### Work required
Write out every row below with no changes.

### Record extracts
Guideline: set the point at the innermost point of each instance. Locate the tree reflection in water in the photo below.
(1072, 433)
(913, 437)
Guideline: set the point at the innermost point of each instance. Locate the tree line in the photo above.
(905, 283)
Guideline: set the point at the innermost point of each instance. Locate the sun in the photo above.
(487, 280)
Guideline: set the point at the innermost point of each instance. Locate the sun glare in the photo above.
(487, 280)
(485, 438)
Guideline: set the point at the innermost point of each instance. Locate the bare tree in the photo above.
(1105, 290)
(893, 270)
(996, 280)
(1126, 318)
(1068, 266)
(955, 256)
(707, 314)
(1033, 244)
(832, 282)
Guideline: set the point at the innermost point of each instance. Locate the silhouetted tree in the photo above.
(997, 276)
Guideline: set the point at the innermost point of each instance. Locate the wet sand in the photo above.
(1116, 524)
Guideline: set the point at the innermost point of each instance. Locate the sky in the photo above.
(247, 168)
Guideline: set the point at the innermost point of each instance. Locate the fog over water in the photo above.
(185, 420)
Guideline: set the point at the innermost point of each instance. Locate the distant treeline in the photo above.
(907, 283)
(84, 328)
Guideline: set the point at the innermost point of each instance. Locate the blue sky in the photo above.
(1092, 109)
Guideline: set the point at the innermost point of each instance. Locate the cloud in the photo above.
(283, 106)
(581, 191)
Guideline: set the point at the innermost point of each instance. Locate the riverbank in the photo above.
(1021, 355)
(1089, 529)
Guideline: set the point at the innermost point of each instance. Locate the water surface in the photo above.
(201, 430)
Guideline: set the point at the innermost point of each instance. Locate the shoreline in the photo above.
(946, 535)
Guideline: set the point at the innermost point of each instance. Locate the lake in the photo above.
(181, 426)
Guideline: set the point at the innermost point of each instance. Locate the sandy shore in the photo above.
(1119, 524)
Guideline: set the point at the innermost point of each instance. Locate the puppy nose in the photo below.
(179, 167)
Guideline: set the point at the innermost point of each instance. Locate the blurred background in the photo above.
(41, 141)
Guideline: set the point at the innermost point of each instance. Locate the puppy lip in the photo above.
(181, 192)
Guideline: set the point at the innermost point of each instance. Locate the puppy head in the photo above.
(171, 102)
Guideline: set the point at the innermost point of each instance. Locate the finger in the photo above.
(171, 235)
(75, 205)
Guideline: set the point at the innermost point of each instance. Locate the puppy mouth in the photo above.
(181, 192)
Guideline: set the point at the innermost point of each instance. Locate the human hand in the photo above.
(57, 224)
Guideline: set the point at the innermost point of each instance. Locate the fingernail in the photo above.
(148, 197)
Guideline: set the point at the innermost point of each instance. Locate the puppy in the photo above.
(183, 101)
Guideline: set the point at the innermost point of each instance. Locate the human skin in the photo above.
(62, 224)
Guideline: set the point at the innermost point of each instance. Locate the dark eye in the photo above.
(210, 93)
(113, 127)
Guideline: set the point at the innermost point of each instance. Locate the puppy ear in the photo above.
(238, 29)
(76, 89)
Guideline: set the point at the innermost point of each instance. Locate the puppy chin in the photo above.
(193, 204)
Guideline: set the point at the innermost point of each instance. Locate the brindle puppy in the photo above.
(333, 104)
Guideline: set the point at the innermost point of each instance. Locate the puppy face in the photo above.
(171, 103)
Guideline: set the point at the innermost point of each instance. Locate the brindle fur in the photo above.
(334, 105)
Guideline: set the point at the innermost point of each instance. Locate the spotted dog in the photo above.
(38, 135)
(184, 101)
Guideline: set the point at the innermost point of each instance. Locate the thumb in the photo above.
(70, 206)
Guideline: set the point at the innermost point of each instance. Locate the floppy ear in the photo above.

### Output for this task
Guideline: set the point at the innermost point of each instance. Locate the tree reflection in water in the photo below.
(1072, 433)
(913, 437)
Guideline: set the point at the innermost point of each instance. Locate the tree line in the photo above.
(905, 283)
Guideline: set the point at the innermost point of each instance. Locate the sun in the photo above.
(487, 280)
Guideline: set the point at the innermost point of each instance. Locate the sun glare in the photo above.
(487, 280)
(485, 438)
Guideline: set the point at the innermost point of each instance. Locate the bare tree in the photo above.
(1105, 290)
(893, 270)
(996, 280)
(1126, 318)
(1068, 266)
(955, 256)
(707, 314)
(1033, 244)
(832, 282)
Guideline: set the point at the innermost point of each instance. Locate the silhouetted tree in the photo above.
(997, 276)
Guideline: set the point at the innermost point of each instance. Locate the wet sand in the photo above.
(1116, 524)
Guideline: set the point at the innermost point of each instance. Locate the sky in the photo above.
(247, 168)
Guideline: set the point at the innermost point of each instance. Locate the fog over water in the photo above.
(185, 420)
Guideline: set the point at the innermost point of each instance. Locate the distant treeline in the photo above.
(907, 283)
(84, 328)
Guideline: set the point at the innermost point of each instance. Locate the blue sky in the photo above.
(1092, 109)
Guideline: set the point at the innermost point of each instance. Locate the cloud in the photo above.
(283, 106)
(581, 191)
Guideline: set the point at the innermost point of each instance. Locate the riverbank in the photo above.
(1021, 355)
(1089, 529)
Guideline: set the point at the innermost point of each instance. Locate the water surface in the photo above.
(201, 430)
Guideline: set the point at the innermost point of each instance. Locate the shoreline in the photo above.
(946, 535)
Guideline: set the point at the innermost point of each instance. Locate the lake in the photo above.
(181, 426)
Guideline: set the point at the innermost point of each instance. Locate the sandy shore in the photo above.
(1119, 524)
Guideline: set the point at the innermost point of each instance. Locate the puppy nose in the photo below.
(179, 167)
Guideline: set the point at the innermost point of each instance. Locate the blurred background in the photo above.
(41, 141)
Guideline: set the point at the innermost point of each instance. Locate the puppy lip in the photo above.
(181, 192)
Guideline: set the point at the innermost point of each instance. Locate the puppy head in the photo above.
(171, 102)
Guideline: set the point at the innermost point of each instance. Locate the finger in the photo above.
(171, 235)
(75, 205)
Guideline: set the point at the innermost point of each instance. Locate the puppy mouth in the photo above.
(181, 192)
Guideline: set the point at the innermost point of each instance. Locate the human hand in the photo above.
(57, 224)
Guideline: set the point at the innermost point of each instance. Locate the fingernail in the photo above.
(148, 197)
Guideline: set the point at the innermost point of each instance. Locate the puppy in the photo above.
(183, 101)
Guideline: set the point at the innermost point of each instance. Locate the human skin in the photo above.
(62, 224)
Guideline: set the point at the innermost point of each instance. Locate the dark eye in the photo above.
(210, 93)
(113, 127)
Guideline: set the point at the innermost point of each instance. Locate the puppy ear in the photo above.
(238, 29)
(76, 89)
Guideline: set the point at the innermost point of each instance. Locate the puppy chin in the photo above.
(193, 204)
Guideline: set the point at the innermost point of each instance. Locate the brindle puppy in the photo above.
(333, 104)
Guideline: set the point at the innermost point of each instance. Locate the puppy face in the photo above.
(171, 103)
Guideline: set the point at the innermost point of each instance. Locate the brindle fur in the photo above.
(334, 105)
Guideline: set the point at the innermost point of each instance. Locate the spotted dog in the photo above.
(38, 135)
(184, 101)
Guideline: set the point at the innermost point of each instance. Locate the thumb in the photo above.
(70, 206)
Guideline: set the point at the innermost point of each instance. Locate the floppy ear in the photo above.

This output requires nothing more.